## Begin Given passage
Brzeziński (feminine: Brzezińska, plural: Brzezińscy) is a Polish surname.

History
The surname is derived from the root word "brzoza" ("brzez-" in some compound words), meaning "birch". The adjective suffix "ski" means "being like" or "belonging to", so Brzeziński  refers to a person from one of the localities named for a concentration of birch trees, such as Brzezina, (a small village in Western Pomerania). In Polish, Brzeziński has a diacritic over the letter "ń", and the Polish pronunciation is "bzhe-ZEEGN-ski" (where GN sounds like the NI of "onion").

The Brzeziński surname was originally borne only by the szlachta, the Polish noble class, who took their names from their estates, but it later spread to the working and peasant classes as well.  It is known to be associated with at least nine different coats of arms:

Dołęga coat of arms (originating in eastern Poland)
## End Given passage
**Exercise requirements**
a - In the Brzeziński text, what does the root word "brzoza" mean?
b - List every form of the surname that the Brzeziński text gives, noting for each the use it is labeled with, if any.
Please answer from the Brzeziński text alone.
## Begin Material
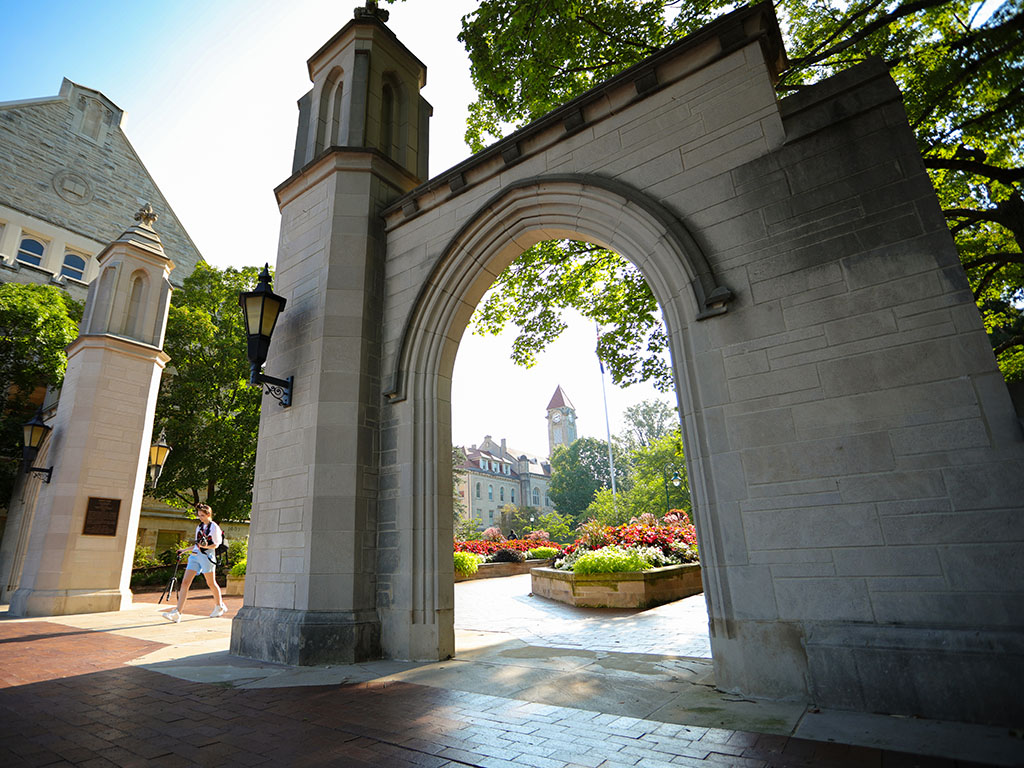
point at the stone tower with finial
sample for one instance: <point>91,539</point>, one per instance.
## End Material
**The replies**
a - Birch.

b -
Brzeziński
Brzezińska (feminine)
Brzezińscy (plural)